• TASK DESCRIPTION
Lines before the one containing "of the shirt" are excluded. Repeat that line and every line after it, exactly.
::: PROVIDED ENTRIES :::
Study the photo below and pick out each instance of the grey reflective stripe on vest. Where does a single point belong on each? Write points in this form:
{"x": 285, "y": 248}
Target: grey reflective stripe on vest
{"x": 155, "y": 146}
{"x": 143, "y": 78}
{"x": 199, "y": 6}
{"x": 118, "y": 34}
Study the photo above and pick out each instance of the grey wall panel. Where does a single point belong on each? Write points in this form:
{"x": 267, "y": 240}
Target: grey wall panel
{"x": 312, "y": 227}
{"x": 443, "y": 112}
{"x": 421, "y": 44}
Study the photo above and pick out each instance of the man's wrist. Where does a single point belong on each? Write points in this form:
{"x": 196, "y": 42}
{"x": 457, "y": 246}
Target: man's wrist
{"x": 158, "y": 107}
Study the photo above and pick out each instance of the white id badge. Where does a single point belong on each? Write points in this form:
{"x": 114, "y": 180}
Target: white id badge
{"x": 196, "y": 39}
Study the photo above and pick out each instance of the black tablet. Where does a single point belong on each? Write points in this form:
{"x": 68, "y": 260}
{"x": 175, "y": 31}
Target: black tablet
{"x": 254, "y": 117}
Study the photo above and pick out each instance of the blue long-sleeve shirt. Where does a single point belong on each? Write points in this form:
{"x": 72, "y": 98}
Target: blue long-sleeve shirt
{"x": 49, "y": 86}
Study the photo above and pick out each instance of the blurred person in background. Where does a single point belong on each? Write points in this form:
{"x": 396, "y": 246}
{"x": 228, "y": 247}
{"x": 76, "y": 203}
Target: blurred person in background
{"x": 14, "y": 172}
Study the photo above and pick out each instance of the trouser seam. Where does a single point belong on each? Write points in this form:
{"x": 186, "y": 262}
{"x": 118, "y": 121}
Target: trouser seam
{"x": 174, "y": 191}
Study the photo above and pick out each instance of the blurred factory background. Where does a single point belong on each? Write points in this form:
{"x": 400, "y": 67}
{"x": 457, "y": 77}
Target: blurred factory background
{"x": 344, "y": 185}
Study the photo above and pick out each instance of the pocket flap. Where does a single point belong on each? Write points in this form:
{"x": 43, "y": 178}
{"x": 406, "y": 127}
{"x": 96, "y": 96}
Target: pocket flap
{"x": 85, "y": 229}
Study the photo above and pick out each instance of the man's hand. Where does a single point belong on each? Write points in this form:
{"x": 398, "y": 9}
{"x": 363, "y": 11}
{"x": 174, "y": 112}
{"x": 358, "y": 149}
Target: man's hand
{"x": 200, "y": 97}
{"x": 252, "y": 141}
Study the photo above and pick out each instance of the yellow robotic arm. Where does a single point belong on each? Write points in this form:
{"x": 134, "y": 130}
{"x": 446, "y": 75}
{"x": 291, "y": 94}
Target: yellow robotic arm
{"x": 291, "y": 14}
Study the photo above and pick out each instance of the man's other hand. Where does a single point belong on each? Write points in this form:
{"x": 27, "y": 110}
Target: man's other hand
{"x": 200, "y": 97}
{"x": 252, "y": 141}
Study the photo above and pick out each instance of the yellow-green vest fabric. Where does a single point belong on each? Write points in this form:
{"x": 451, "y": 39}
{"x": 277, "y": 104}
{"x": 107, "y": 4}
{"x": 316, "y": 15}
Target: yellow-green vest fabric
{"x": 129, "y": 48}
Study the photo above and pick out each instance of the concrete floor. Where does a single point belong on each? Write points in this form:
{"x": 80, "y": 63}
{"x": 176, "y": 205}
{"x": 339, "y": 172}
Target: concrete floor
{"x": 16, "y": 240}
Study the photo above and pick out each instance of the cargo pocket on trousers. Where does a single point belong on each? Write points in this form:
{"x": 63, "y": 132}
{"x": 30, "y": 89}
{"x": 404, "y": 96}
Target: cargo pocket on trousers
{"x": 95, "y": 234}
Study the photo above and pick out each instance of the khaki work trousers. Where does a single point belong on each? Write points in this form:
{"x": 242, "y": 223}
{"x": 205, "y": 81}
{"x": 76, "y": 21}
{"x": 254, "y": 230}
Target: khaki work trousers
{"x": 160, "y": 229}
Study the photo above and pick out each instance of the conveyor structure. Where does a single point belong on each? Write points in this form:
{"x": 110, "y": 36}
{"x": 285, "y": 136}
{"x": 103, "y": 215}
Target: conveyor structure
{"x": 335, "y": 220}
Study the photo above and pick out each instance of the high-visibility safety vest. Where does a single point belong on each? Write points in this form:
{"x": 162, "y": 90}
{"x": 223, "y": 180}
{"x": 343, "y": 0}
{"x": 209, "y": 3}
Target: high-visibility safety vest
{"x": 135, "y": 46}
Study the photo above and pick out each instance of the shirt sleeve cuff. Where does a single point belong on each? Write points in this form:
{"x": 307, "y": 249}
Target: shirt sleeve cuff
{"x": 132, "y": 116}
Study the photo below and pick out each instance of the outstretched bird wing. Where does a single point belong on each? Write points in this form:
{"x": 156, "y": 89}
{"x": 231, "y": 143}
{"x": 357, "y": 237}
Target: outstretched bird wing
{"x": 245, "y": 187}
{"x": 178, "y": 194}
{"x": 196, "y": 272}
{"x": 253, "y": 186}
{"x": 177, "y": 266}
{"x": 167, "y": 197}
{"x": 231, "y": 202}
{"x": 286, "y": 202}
:::
• SOLUTION
Study the photo above and pick out each instance of the shirt sleeve cuff. Where does a single point belong on each? Write points in this form:
{"x": 307, "y": 249}
Target: shirt sleeve cuff
{"x": 132, "y": 116}
Study the photo below and pick out each instance of the outstretched bird wing. Where does a single point belong on each? Write points in this form:
{"x": 156, "y": 89}
{"x": 231, "y": 143}
{"x": 357, "y": 237}
Target: outstretched bird wing
{"x": 245, "y": 187}
{"x": 178, "y": 194}
{"x": 196, "y": 272}
{"x": 253, "y": 186}
{"x": 177, "y": 266}
{"x": 167, "y": 197}
{"x": 231, "y": 202}
{"x": 286, "y": 202}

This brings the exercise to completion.